■ Dokumen Sumber

━━━━━━━━

Eternals Mungkin Akan Menjadi Film Yang Lebih Menarik Jika Bukan Film Marvel

Eternals mungkin akan menjadi film Marvel Studio pertama yang tidak mendapatkan keuntungan dari menjadi bagian dari Marvel Cinematic Universe. Setelah satu dekade lebih film-film Marvel saling berhubungan, Marvel sangat berhati-hati dalam menyusun ekspektasi penonton. Bagi kita, fans MCU, film-film Marvel seperti memiliki energi tertentu yang terbantahkan. Perpaduan antara aksi, humor, dan adegan menyentuh hati yang ditujukan ke semua orang. Eternals memang miliki beberapa di antaranya, tapi di tangan sutradara pemenang Oscar, Chloe Zhao, film ini bercita-cita untuk menjadi lebih.

Foto: Alphacoders.com


Zhao yang awal tahun ini memenangkan Oscar bersama film Nomadland, juga ikut menulis Eternals bersama Patrick Burleigh, Ryan Firpo, dan Kaz Firpo. Cerita dasarnya adalah di awal pembuatan kehidupan, terdapat makhluk seperti setara dewa bernama Celestials yang menciptakan makhluk abadi bernama Eternals yang bertugas untuk melindungi alam semesta dari kumpulan makhluk lain bernama Deviants.

Film ini mengambil latar 7.000 tahun yang lalu, ketika Eternals pertama kali tiba di bumi. Mereka yang abadi, hidup melalui berbagai macam kejadian dan bencana hingga masa sekarang.

Eternals dimulai dengan Sersi, diperankan oleh Gemma Chan yang juga muncul dalam peran kecil di Captain Marvel, bersatu kembali dengan cintanya yang telah lama hilang, Ikarsi, diperankan oleh Richard Madden). Keduanya menyadari bahwa Deviants yang mereka pikir telah dimusnahkan berabad-abad yang lalu kembali datang. Maka keduanya, bersama dengan Sprite (Lia McHugh), melintasi dunia untuk mengumpulkan kembali para Eternals.

Foto: Marvel/Eternals


Dalam adegan "Geng yang kembali bersama", Eternals terasa seperti film Marvel yang diinginkan oleh semua orang; keluarga. Bagaimanapun, 10 makhluk abadi ini adalah sebuah keluarga yang telah saling mengenal selama ribuan tahun dan selama waktu tersebut terjadi hubungan yang sangat komplek di antara mereka. Film ini terasa ingin mengeksplor hal tersebut, tetapi hanya memiliki waktu yang sangat singkat untuk melakukannya. 

Di sini kita akan melihat romansa antara Sersi dan Ikaris, Ajax sebagai pemimpin kelompok yang telah menepi di peternakan di South Dakota. Druig, yang sejak lama memiliki tujuan yang berbeda dengan Eternals lainnya. Thena, yang menderita sehingga mengharuskannya untuk di awasi oleh Gilgamesh. Kingo, yang telah menjadi bintang hollywood. Phastos, yang sudah melepaskan diri dari Eternals. Sprite menghadapi cinta yang tak terbalas. Dan Makkari, yang baru saja siap untuk meninggalkan Bumi.

━━━━━━━━

■ Data

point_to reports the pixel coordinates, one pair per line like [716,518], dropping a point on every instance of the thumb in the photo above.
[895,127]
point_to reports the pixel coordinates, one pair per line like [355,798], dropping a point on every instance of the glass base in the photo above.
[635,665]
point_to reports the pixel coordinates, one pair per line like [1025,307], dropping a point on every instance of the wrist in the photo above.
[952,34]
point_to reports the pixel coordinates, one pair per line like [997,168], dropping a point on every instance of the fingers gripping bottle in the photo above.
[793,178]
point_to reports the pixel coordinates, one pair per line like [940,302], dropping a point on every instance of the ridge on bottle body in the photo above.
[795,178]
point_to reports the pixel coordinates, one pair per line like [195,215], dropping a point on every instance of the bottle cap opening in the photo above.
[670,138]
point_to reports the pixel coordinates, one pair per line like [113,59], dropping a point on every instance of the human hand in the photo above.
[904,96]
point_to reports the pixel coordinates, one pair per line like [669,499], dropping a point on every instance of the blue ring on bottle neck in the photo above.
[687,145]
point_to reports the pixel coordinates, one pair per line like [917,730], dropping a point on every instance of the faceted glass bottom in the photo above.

━━━━━━━━

■ Latihan
Lanjutkan ulasan film Eternals, mulai setelah kalimat terakhirnya.

■ Hasil Tugas
Tentu saja, karena ini adalah film superhero, semua anggota Eternalss memiliki kekuatan supernya masing-masing. Tetapi, melihat mereka semua berinteraksi, bersatu kembali, dan bernostalgia adalah hal terbaik di Eternals ini. Karakternya terdefinisi dengan baik dan setiap aktor melakukan pekerjaannya dengan sangat memukau. Film ini juga tetap memiliki percikan ala Marvel.

Naskah dari film ini juga sangat bagus. Terdengar percakapan tentang keluarga, agama, perang, teknologi, evolusi, dan banyak hal lain yang menghasilkan banyak sekali ide menarik untuk dilahap oleh penonton.

Melihat apa yang dijabarkan di atas, tentang semua sudut pandang yang diperlihatkan, sepertinya Eternals ini akan sangat menarik apabila tidak harus menjadi film Marvel. Mereka tidak harus meluangkan waktu untuk membahas kenapa mereka tidak ikut melawan Thanos dan mereka tidak harus menyebut Avengers. Mungkin film ini akan menjadi film yang lebih menarik.

Begitu kita mengetahui mengapa Deviants kembali dan Eternals dipaksa untuk kembali beraksi, film ini berubah menjadi film superhero pada umumnya dalam setelah tembak menembak untuk menyelamatkan dunia.

Foto: Marvel/Eternals


Film Eternals ini paling menghibur dan mengasyikkan ketika kita melihat para anggotanya berada dalam periode waktu yang berbeda, berinteraksi dengan budaya dan lingkungan yang berbeda. Zhao dan sinematografernya, Ben Davis, memotret setiap landscape mulai dari gurun yang luas, hutan lebat, hingga pegunungan yang tertutup salju dengan indah. Plus, editan yang memperlihatkan masa sekarang dari berbagai titik dalam sejarah, memberi Eternals momentum yang laya meskipun durasi film ini hampir tiga jam.

***

Hanya saja di akhir perjalanan, semua karakter, semua sejarah, semua ide dan eksposisi berakhir dengan film ini harus menjadi film Marvel Cinematic Universe. Eternals terasa seperti balon yang menahan semua aksi menarik hingga akhirnya meledak. 

Eternals mulai bisa disaksikan di bioskop Amerika pada 5 November. Di Indonesia? Kita tunggu kabar selanjutnya.